* **Problem description**: Transcribe the records exactly from the line with "One marker serves each instance of the bracelet." to the end, both included.

Entries from a pointing dataset:
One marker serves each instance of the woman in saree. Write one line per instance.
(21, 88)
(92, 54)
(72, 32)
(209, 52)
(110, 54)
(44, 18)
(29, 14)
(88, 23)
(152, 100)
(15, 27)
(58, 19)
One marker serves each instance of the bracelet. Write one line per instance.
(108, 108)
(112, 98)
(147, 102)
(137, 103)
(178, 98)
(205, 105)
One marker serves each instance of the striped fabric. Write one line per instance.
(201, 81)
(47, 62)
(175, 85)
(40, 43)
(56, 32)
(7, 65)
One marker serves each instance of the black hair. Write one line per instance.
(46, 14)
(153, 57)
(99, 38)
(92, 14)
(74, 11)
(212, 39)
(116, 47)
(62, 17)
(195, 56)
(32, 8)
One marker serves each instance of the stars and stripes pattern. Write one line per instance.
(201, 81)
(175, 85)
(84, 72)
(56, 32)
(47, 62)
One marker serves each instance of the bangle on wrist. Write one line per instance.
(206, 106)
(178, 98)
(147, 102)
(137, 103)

* **Solution to this task**:
One marker serves each instance of the bracelet. Write one line per instance.
(108, 108)
(112, 98)
(147, 102)
(137, 103)
(178, 98)
(205, 105)
One marker serves each instance of the striped fabric. Write one line per instance.
(201, 81)
(47, 62)
(175, 85)
(40, 43)
(56, 32)
(7, 65)
One marker serves each instance of the black hair. Write one line per instance.
(46, 14)
(153, 57)
(99, 38)
(92, 14)
(74, 11)
(212, 39)
(116, 47)
(62, 17)
(195, 56)
(32, 8)
One marker serves each instance of the stars and stripes pattern. Write one line per instance.
(201, 81)
(175, 85)
(84, 72)
(56, 32)
(47, 62)
One marker serves each instance of the bangle on wrist. Write one line per instance.
(206, 106)
(178, 98)
(147, 102)
(137, 103)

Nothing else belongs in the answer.